§ PAGE EXCERPT
It is impossible that an activity on this scale and geographical breadth could endure for years, unless it formed part of an endemic culture.
It would not be unexpected to find an isolated pair of airlines in a particular market entering into a price fixing agreement. But this was a serial agreement involving hundreds of managers, across four or five years – at least. It involved not only price fixing but also a programme of enforcement, something requiring a network of activity that in some cases must have been evident, if not actively supported, at very high levels.
For a heavily regulated industry that is only now emerging from government ownership, it is hardly surprising that this culture would overhang the widespread changes that have taken place.
Sadly, it also defies belief that the US (and EU) actions will have a serious impact on that behaviour. Despite the notoriety of this matter, all in fact that has occurred is that shareholders, in some cases taxpayers, have suffered a small impact on dividends received.
To date, a sole personal criminal charge has been laid. A sacrificial lamb has been laid on the table: one Bruce McCaffrey, Qantas' former highest-ranking US based executive, on May 15, 2008 pleaded guilty to “fixing cargo rates to customers in the United States and elsewhere for international air shipments”.. “and agreed to serve eight months in jail, and to pay a criminal fine.” His main crime relative to many other more senior managers among the airlines involved was that he was in the US and could be directly fingered.

§ TASK SET
1. In the airline price-fixing passage, rewrite the portion that begins at the words "It would not" and stops after "have taken place.", substituting "rate fixing" for "price fixing".
2. Please copy the records word for word, beginning at their first line and stopping after the line that contains "[[205, 169]]".

§ STORED DATA
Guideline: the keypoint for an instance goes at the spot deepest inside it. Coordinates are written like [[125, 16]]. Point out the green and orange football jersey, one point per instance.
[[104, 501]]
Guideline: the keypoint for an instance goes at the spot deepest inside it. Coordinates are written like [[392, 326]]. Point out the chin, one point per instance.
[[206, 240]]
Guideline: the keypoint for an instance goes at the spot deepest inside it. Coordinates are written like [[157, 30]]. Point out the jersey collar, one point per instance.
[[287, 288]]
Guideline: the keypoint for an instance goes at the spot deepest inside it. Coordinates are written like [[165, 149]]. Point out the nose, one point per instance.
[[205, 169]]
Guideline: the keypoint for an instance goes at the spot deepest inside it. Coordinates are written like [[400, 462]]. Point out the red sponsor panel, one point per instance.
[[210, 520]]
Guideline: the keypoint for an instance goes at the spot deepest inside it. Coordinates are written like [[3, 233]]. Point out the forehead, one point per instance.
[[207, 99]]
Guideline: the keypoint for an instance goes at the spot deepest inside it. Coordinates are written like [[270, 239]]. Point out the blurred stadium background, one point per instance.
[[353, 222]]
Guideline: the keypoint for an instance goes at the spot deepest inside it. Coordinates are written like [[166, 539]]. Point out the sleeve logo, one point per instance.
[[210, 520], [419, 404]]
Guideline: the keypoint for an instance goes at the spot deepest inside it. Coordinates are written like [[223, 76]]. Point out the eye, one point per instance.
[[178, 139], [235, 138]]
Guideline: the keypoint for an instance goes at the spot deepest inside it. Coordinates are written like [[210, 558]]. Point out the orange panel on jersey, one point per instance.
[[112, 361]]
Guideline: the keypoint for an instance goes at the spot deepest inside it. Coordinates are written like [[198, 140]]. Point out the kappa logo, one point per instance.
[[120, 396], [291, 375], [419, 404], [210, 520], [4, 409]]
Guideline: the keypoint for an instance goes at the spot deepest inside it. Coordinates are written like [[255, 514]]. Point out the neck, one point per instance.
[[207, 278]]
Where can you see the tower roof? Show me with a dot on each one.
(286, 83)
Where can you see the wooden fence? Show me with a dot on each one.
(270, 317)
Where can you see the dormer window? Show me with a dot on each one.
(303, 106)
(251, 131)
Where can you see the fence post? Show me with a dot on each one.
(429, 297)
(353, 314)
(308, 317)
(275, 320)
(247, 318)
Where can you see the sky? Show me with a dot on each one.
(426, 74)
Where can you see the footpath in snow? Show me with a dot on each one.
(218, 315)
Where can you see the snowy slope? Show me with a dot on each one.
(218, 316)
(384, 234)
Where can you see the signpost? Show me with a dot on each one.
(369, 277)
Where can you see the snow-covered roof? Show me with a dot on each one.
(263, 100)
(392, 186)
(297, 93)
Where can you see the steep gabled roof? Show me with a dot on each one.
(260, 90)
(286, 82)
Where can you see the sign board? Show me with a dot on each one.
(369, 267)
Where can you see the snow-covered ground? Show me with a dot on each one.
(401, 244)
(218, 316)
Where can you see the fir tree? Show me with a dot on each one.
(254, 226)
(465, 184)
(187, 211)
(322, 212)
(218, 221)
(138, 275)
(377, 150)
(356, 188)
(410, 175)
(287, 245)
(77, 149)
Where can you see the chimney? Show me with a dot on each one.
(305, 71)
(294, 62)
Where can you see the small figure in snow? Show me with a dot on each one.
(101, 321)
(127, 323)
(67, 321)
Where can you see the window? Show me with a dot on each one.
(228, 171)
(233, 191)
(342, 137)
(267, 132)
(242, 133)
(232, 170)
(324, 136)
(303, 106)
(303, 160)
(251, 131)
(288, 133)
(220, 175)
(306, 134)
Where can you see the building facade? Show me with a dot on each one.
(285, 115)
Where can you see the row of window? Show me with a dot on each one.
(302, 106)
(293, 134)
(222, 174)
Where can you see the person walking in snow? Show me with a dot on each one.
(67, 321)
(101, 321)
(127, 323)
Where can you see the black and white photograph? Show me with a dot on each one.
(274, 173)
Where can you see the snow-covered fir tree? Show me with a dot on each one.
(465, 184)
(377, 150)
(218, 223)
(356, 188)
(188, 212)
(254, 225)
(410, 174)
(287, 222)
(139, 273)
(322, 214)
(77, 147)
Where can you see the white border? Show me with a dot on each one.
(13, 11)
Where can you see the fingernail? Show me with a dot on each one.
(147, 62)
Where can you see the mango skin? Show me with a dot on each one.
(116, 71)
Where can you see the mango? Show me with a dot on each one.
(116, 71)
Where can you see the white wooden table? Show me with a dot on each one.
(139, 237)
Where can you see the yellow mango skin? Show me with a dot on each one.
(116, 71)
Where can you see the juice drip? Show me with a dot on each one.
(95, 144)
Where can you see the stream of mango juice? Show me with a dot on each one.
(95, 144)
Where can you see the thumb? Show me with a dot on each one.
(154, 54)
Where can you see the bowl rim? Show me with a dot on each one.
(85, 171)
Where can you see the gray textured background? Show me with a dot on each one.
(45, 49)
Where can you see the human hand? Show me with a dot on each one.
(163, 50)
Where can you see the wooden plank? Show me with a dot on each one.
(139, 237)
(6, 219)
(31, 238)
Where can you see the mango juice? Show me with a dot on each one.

§ IN RESPONSE
1.
It would not be unexpected to find an isolated pair of airlines in a particular market entering into a rate fixing agreement. But this was a serial agreement involving hundreds of managers, across four or five years – at least. It involved not only rate fixing but also a programme of enforcement, something requiring a network of activity that in some cases must have been evident, if not actively supported, at very high levels.
For a heavily regulated industry that is only now emerging from government ownership, it is hardly surprising that this culture would overhang the widespread changes that have taken place.

2.
Guideline: the keypoint for an instance goes at the spot deepest inside it. Coordinates are written like [[125, 16]]. Point out the green and orange football jersey, one point per instance.
[[104, 501]]
Guideline: the keypoint for an instance goes at the spot deepest inside it. Coordinates are written like [[392, 326]]. Point out the chin, one point per instance.
[[206, 240]]
Guideline: the keypoint for an instance goes at the spot deepest inside it. Coordinates are written like [[157, 30]]. Point out the jersey collar, one point per instance.
[[287, 288]]
Guideline: the keypoint for an instance goes at the spot deepest inside it. Coordinates are written like [[165, 149]]. Point out the nose, one point per instance.
[[205, 169]]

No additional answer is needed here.